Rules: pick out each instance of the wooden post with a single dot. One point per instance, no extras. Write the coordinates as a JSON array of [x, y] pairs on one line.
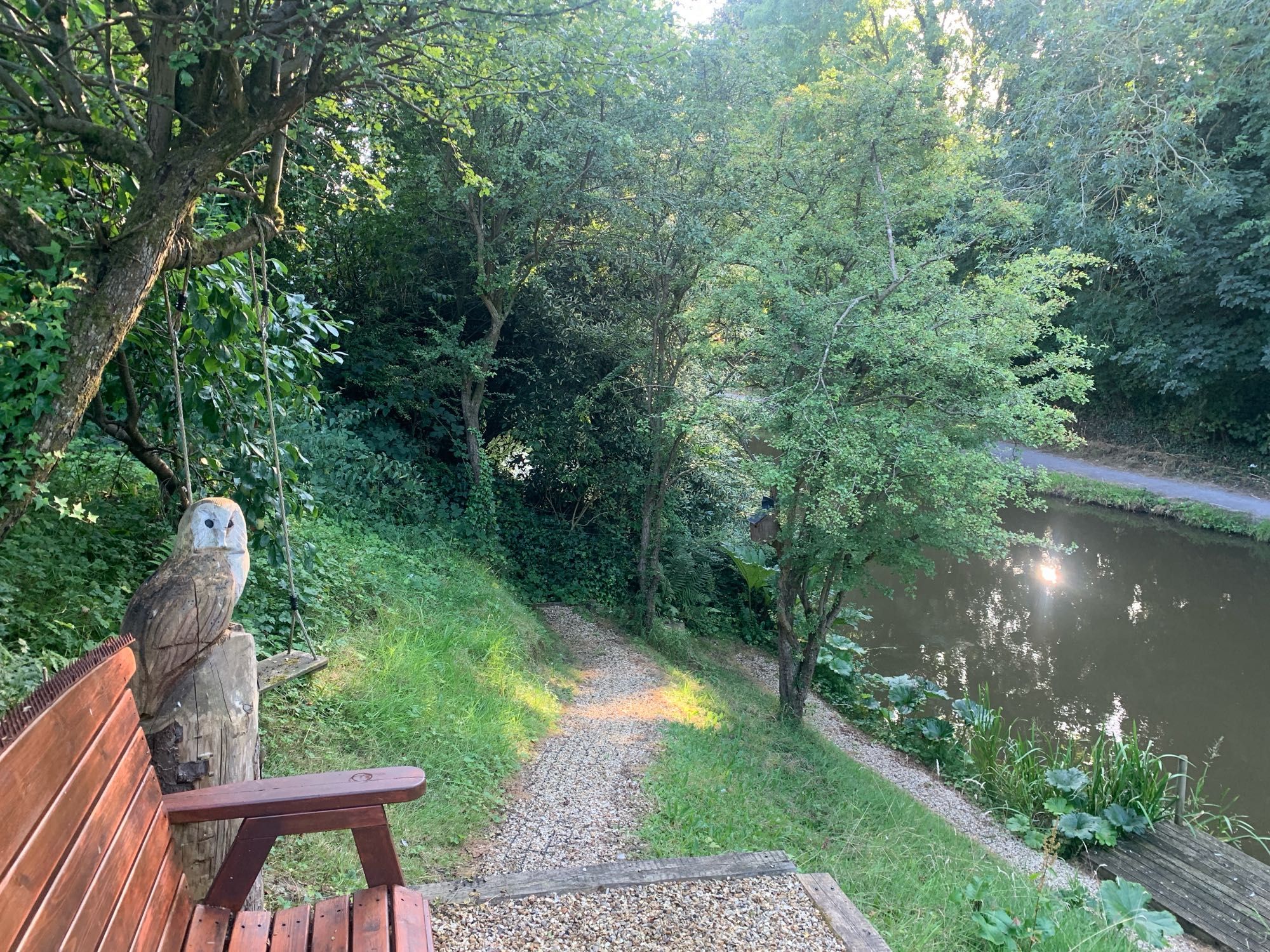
[[208, 734], [1180, 810]]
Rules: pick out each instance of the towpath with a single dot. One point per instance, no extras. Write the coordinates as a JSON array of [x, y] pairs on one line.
[[580, 800], [1160, 486]]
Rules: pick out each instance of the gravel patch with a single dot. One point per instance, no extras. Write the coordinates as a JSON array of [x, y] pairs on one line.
[[580, 800], [959, 810], [772, 913]]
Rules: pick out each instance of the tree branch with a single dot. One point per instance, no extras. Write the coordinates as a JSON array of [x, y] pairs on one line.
[[197, 255], [101, 143], [25, 233]]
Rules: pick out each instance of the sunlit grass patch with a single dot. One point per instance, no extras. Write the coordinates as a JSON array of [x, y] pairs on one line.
[[451, 675], [751, 783]]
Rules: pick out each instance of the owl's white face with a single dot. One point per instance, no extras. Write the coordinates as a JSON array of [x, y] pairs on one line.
[[218, 524]]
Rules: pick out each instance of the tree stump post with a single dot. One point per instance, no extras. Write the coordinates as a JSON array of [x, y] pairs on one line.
[[208, 734]]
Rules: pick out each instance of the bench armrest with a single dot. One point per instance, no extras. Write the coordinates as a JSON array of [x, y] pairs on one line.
[[309, 793]]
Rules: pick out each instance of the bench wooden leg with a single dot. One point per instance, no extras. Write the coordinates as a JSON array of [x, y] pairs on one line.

____

(TASK BRIEF): Word-for-word transcript, pictures excluded: copy all the material above.

(RESPONSE AREA):
Rules: pick out each instance of the wooden post with a single dot. One point per instance, no extras. Write the coordinates as a JSON array of [x, y] pairs on one line.
[[208, 734], [1180, 810]]
Rules: pick out each instance of the towpath with a single dot. One point per instance, no extras. Write the coordinates as a JSON array of [x, y] pairs on one line.
[[580, 800], [1160, 486]]
Rules: pick out each instance of the gravel patch with a single dot. One point per instance, no extras. Write the coordinates as a JSON array of [x, y] pairs on one line.
[[580, 800], [959, 810], [772, 913]]
Rules: pick out each instance of the tree branch with a single dot. One point per instance, no extras. Write the coordinates as a JSON array of [x, y] pairs on one line.
[[197, 255], [101, 143], [25, 233]]
Rules: pick out each instance of the sunlit grass patch with a single dot. One point per instance, no extras. Write the coordinates as a JSON array of [x, y] pairs on one line.
[[451, 675], [751, 783]]
Rules: pick out each instance of the owl's white face with a single dot. One point per instance, no extras. Write the coordinates as a JSON array of [x, y] pairs on one line.
[[218, 524]]
Rules: pick out each instance of the tree stump post with a single dot. One point per instance, no extras. Write the coordinates as a JSON array of [x, y] pairs on one line.
[[208, 734]]
Rules: pick out each instance of the bench armrest with a single dot. One point per instance, no extras. Write the coordinates as a JSON array of [x, y] pairs on one line.
[[309, 793]]
Rules: pick out each instance of the bench wooden leg with a single dot. One point per instance, no extras. Write the coordinates as a JSON array of [x, y] pairs on one line.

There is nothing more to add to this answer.